Records for processing section start
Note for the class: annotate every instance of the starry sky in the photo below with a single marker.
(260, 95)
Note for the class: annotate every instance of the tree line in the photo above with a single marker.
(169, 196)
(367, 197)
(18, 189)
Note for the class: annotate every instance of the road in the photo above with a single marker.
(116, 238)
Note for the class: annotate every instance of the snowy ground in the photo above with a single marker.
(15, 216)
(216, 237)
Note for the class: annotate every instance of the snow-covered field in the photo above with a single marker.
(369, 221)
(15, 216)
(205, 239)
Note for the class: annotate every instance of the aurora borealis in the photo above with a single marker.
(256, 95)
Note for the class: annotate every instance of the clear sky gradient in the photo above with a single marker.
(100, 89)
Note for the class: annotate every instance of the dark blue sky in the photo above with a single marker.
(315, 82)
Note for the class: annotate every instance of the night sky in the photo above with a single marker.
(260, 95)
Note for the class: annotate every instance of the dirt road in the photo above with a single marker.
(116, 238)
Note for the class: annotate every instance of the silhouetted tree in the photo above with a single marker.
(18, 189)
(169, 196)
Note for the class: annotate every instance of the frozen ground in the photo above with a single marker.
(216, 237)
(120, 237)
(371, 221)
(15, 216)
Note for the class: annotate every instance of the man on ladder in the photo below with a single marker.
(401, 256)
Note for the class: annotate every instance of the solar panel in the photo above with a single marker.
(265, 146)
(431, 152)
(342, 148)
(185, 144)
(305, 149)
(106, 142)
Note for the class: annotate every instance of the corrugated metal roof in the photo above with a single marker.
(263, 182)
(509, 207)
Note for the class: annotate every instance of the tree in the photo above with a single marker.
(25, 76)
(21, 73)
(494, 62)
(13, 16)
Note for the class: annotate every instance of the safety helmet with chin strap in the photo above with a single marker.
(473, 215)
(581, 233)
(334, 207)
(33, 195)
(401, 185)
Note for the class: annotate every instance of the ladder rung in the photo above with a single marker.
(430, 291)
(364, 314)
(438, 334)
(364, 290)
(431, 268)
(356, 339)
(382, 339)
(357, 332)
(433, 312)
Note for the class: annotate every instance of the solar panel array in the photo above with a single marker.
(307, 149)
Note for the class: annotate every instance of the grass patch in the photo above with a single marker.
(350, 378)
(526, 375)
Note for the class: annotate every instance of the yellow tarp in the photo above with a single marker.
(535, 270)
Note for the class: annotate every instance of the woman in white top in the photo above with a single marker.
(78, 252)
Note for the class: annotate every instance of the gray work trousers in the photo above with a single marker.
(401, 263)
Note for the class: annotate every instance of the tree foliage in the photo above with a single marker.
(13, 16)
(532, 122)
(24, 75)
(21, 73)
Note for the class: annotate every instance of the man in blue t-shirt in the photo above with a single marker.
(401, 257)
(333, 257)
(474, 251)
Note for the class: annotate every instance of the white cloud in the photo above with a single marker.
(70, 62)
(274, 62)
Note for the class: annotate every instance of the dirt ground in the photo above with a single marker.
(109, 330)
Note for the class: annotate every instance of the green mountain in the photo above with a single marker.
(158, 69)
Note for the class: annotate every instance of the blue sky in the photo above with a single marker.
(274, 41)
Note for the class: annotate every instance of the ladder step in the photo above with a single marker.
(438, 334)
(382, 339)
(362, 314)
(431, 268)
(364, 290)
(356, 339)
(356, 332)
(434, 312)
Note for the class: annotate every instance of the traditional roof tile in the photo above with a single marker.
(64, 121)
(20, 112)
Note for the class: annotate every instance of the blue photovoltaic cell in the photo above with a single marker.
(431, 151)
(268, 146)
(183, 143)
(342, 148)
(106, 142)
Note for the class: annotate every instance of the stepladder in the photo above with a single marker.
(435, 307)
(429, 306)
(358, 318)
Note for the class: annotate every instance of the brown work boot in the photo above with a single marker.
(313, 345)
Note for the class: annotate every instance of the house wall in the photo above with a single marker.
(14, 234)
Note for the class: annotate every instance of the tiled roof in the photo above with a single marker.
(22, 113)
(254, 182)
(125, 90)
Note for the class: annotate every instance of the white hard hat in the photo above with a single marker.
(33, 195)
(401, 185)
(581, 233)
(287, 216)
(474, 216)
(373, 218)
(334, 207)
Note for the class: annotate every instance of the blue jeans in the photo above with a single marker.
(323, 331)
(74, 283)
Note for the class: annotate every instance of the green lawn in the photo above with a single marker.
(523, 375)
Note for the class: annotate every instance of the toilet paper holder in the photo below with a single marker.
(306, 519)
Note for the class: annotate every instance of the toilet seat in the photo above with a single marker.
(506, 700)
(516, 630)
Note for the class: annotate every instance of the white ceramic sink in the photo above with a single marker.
Records for processing section end
● **Task statement**
Copy the listing above out again in its entirety, exactly as written.

● **Solution for this problem**
Note for the class: annotate every instance of the starry sky in the photo below with a single marker.
(260, 95)
Note for the class: annotate every instance of the tree line in the photo above with a single marker.
(169, 196)
(367, 197)
(18, 189)
Note for the class: annotate every instance of the road in the photo above with a single marker.
(116, 238)
Note for the class: annotate every instance of the snowy ground in the photo above with a single marker.
(15, 216)
(216, 237)
Note for the class: annotate every instance of the snow-covered field in the photo above with a single marker.
(369, 221)
(15, 216)
(205, 239)
Note for the class: annotate every instance of the aurora borealis in the photo above with a single marker.
(256, 95)
Note for the class: annotate every instance of the clear sky gradient in the photo above with a single marker.
(100, 89)
Note for the class: annotate every instance of the dark blue sky in the photo above with a single marker.
(315, 82)
Note for the class: annotate every instance of the night sky in the photo above with a single marker.
(260, 95)
Note for the class: annotate every instance of the dirt road in the photo above with a single marker.
(116, 238)
Note for the class: annotate every instance of the silhouetted tree in the photo above with a single marker.
(18, 189)
(169, 196)
Note for the class: annotate every instance of the frozen ground in the photo above with a single marker.
(216, 237)
(120, 237)
(371, 221)
(15, 216)
Note for the class: annotate every instance of the man on ladder in the photo below with a single marker.
(401, 256)
Note for the class: annotate every instance of the solar panel in the photo above with a single marker.
(265, 146)
(431, 152)
(342, 148)
(185, 144)
(305, 149)
(106, 142)
Note for the class: annotate every instance of the corrugated metal roof in the photo above with a single marker.
(263, 182)
(509, 207)
Note for the class: annotate every instance of the tree in the photo above with a single marker.
(25, 76)
(21, 73)
(494, 62)
(13, 16)
Note for the class: annotate every instance of the safety helmet with chin strap in the photo above with a single marker.
(473, 215)
(581, 233)
(334, 207)
(33, 195)
(401, 185)
Note for the class: annotate every instance of the ladder rung in the photo above with a single marker.
(430, 291)
(364, 314)
(438, 334)
(364, 290)
(431, 268)
(356, 339)
(382, 339)
(357, 332)
(433, 312)
Note for the class: annotate every instance of the solar panel array in the photo above with a single marker.
(307, 149)
Note for the class: annotate every instance of the grass patch in the photo above with a single marker.
(350, 378)
(526, 375)
Note for the class: annotate every instance of the yellow tarp in the photo above with a single marker.
(535, 270)
Note for the class: annotate every instance of the woman in white top in the photo above with a single marker.
(78, 252)
Note for the class: annotate every instance of the gray work trousers in the photo above with a single marker.
(401, 263)
Note for the class: annotate every instance of the tree foliage in the photo above with a single marker.
(13, 16)
(532, 122)
(24, 75)
(21, 73)
Note for the class: annotate every instance of the man in blue t-shirt in the photo above with a single marker.
(401, 257)
(333, 257)
(474, 251)
Note for the class: annotate every instance of the white cloud in the photo above with a single marker.
(70, 62)
(274, 62)
Note for the class: annotate every instance of the dirt ground in the photo above with a single marker.
(109, 330)
Note for the class: annotate every instance of the green mountain in the photo above with a single marker.
(158, 69)
Note for the class: annotate every instance of the blue sky in the photo above with a single marker.
(274, 41)
Note for the class: annotate every instance of the ladder step in the photo above with a single marker.
(438, 334)
(382, 339)
(362, 314)
(431, 268)
(364, 290)
(356, 339)
(356, 332)
(434, 312)
Note for the class: annotate every instance of the traditional roof tile in the photo above with a single marker.
(64, 121)
(20, 112)
Note for the class: annotate every instance of the blue photovoltaic cell in the photo above with a single marker.
(431, 151)
(268, 146)
(183, 143)
(342, 148)
(106, 142)
Note for the class: annotate every instance of the stepladder in the photo above with a single marker.
(435, 307)
(429, 306)
(358, 318)
Note for the class: annotate every instance of the brown work boot in the photo above with a single marker.
(313, 345)
Note for the class: annotate every instance of the house wall in the photo above with a single marker.
(14, 234)
Note for the class: annotate every instance of the tiled roof in the photo above with a single marker.
(22, 113)
(254, 182)
(125, 90)
Note for the class: annotate every instance of the white hard hat in the photo above with a single marker.
(33, 195)
(401, 185)
(581, 233)
(287, 216)
(474, 216)
(373, 218)
(334, 207)
Note for the class: annotate every instance of the blue jeans in the photo above with a single marker.
(323, 331)
(74, 283)
Note for the class: annotate every instance of the green lawn in the photo above with a single marker.
(523, 375)
Note for the class: annotate every instance of the toilet paper holder in the photo below with a single marker.
(306, 519)
Note for the class: annotate every instance of the toilet seat in the photo above with a single marker.
(506, 700)
(516, 630)
Note for the class: annotate every instance of the white ceramic sink in the photo above with a single marker.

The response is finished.